Look for the string "mast" in the data below, and copy each line that holds it.

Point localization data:
---*---

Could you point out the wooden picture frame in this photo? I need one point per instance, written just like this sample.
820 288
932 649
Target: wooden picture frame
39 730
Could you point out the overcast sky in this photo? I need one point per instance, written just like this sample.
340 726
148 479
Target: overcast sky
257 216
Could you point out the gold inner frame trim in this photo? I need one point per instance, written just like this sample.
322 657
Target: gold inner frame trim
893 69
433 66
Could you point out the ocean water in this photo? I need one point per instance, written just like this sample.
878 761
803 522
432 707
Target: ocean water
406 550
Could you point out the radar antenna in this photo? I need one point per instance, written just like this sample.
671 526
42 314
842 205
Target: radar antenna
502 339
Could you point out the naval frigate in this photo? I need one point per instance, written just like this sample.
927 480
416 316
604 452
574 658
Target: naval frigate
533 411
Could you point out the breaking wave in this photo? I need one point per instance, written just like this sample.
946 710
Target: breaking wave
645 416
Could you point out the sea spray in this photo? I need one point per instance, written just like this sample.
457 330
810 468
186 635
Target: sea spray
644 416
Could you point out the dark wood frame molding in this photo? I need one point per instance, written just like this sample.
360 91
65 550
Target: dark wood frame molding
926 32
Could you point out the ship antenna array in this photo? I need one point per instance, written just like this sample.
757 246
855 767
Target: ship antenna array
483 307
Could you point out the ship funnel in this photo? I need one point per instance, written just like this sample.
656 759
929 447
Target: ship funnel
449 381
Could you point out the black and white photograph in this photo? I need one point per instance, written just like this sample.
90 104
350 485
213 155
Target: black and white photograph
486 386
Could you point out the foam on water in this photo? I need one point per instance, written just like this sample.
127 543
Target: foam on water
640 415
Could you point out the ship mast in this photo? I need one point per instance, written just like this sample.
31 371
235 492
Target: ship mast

---*---

Task output:
Could you point out the ship mast in this photo? I need one point per instance, written just like this sample.
Target: ship mast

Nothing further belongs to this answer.